Carry on the forum thread about the large vivarium for sale, starting after its final post.

** START DOCUMENT **

# Large vivarium for sale



## steves rep (Jan 7, 2008)

:welcome1:Large vivarium for sale 6ft width 3ft depth 2ft height colour beach only 6 months old a few chips but apart from that it is in very good condititon because so new.
This tank will have to be collected by someone with a van or very large car thankyou.


----------



## crafty (Aug 13, 2007)

stick it the classifieds section you may get more intrest there


----------



## neil4842 (Jan 21, 2007)

where are you and how much and have you any pics


cheers


----------



## serz (May 8, 2006)

same questions as abouve


----------



## steves rep (Jan 7, 2008)

Thanks for the tip craft will do so in the furture, Thanks to all for taking a interest but sorry it has already gone.

** END DOCUMENT **
** START RAW DATA **

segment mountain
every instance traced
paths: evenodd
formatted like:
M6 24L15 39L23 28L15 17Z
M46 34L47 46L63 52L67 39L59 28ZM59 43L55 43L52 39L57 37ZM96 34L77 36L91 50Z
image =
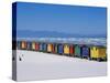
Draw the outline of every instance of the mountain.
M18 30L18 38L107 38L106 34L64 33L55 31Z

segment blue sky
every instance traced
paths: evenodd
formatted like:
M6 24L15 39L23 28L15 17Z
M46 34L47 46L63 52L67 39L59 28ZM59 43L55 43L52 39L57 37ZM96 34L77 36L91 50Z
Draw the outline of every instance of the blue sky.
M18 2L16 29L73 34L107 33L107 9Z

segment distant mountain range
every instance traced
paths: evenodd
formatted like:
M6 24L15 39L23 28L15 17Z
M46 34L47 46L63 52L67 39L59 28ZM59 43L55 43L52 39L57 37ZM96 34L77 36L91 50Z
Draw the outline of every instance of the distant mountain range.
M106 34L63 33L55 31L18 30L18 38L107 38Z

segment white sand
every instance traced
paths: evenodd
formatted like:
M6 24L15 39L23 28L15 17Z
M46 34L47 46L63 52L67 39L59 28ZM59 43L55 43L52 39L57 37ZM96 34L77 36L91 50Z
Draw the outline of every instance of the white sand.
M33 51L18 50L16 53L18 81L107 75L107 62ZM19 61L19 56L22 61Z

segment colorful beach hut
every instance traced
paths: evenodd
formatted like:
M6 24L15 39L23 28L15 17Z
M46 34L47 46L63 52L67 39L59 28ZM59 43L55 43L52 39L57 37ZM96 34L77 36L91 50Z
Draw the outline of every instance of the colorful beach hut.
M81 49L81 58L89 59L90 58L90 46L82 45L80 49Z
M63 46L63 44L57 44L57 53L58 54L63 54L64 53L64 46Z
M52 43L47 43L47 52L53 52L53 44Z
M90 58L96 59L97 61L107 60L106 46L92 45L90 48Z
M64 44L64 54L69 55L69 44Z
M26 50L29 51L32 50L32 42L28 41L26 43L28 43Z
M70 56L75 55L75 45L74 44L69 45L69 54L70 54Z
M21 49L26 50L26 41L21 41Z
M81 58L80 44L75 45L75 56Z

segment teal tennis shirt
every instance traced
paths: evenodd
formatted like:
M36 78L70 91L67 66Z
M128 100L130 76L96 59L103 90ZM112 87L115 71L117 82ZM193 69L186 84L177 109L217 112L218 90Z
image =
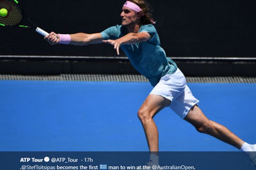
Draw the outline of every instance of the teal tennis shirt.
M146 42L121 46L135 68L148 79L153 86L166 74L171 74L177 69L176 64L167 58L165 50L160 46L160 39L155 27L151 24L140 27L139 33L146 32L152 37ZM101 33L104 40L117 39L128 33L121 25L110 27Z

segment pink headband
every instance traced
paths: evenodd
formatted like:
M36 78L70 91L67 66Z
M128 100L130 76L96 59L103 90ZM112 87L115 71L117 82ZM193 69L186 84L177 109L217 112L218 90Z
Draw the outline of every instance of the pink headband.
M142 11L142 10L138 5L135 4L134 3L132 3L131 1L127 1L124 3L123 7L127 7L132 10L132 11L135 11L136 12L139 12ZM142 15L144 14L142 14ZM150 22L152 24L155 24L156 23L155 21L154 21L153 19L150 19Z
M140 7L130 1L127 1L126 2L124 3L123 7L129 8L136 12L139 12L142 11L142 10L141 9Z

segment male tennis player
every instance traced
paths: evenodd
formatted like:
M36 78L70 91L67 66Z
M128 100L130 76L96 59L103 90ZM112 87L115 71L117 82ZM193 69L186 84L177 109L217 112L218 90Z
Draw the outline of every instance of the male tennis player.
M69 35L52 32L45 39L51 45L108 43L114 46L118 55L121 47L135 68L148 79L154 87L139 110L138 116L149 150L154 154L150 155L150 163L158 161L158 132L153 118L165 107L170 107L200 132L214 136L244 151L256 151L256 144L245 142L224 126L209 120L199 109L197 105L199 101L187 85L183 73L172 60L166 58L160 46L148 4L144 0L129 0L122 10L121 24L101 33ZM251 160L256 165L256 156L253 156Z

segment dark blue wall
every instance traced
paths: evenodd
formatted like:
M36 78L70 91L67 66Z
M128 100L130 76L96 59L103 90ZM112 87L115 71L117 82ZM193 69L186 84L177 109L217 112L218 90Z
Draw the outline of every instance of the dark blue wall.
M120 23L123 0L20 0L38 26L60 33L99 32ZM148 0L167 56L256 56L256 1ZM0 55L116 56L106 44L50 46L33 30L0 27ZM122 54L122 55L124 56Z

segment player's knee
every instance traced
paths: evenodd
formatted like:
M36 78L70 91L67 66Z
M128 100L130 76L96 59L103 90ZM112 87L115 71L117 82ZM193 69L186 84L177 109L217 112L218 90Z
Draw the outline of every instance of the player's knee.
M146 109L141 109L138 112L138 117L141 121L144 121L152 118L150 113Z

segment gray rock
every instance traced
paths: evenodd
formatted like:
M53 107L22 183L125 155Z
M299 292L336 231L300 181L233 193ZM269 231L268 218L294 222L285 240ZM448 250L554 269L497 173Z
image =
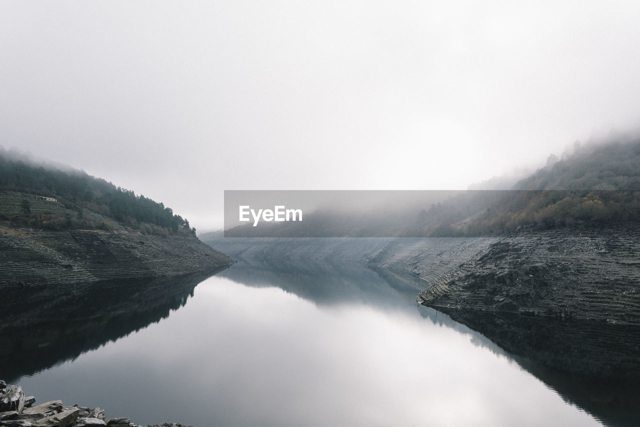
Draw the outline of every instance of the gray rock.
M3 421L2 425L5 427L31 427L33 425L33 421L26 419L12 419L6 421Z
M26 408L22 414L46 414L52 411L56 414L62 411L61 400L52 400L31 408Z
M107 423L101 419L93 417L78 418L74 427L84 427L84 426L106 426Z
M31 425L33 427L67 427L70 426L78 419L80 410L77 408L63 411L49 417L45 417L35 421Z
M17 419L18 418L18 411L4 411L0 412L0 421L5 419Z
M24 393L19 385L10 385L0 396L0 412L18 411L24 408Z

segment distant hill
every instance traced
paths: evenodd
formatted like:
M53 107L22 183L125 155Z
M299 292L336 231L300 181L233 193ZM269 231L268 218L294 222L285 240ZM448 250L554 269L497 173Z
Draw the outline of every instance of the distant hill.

** END RAW DATA **
** START RAW DATA **

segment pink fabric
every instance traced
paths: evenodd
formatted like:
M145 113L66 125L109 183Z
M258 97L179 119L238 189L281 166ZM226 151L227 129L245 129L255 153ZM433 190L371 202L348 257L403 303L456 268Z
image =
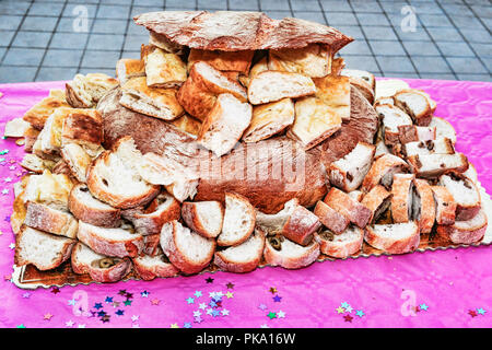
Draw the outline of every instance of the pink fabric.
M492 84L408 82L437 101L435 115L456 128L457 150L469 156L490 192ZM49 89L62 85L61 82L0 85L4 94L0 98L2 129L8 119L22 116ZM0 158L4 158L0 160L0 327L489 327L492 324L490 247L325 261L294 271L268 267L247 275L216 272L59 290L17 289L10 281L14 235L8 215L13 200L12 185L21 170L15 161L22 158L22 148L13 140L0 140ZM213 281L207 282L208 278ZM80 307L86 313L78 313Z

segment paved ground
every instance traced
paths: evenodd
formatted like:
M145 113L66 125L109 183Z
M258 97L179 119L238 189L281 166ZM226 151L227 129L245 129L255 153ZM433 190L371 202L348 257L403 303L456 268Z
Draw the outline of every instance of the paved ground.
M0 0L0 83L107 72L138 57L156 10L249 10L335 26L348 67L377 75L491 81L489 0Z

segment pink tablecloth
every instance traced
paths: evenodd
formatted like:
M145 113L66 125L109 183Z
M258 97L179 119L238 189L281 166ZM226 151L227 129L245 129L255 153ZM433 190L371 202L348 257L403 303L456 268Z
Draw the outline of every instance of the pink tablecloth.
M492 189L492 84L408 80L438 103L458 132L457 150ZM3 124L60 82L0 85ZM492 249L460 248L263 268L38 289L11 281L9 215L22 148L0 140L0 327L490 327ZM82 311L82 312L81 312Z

** END RAW DATA **
** START RAW DATA **

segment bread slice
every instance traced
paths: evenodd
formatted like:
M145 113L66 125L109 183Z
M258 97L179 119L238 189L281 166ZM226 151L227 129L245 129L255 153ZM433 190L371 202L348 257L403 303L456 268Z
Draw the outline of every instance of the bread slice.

** END RAW DATA **

— OUTPUT FOR THIS TASK —
----------



## shaun (Apr 28, 2007)

Any pics and how much you looking for it? Thanks Shaun. : victory:


----------



## shaun (Apr 28, 2007)

Also where are you based?


----------



## steves rep (Jan 7, 2008)

Person did'nt turn up back up for sale on ebay heres the link Large vivarium (6ftx3ftx2ft) on eBay, also, Reptiles, Pet Supplies, Home Garden (end time 02-Feb-08 00:49:41 GMT)


----------



## steves rep (Jan 7, 2008)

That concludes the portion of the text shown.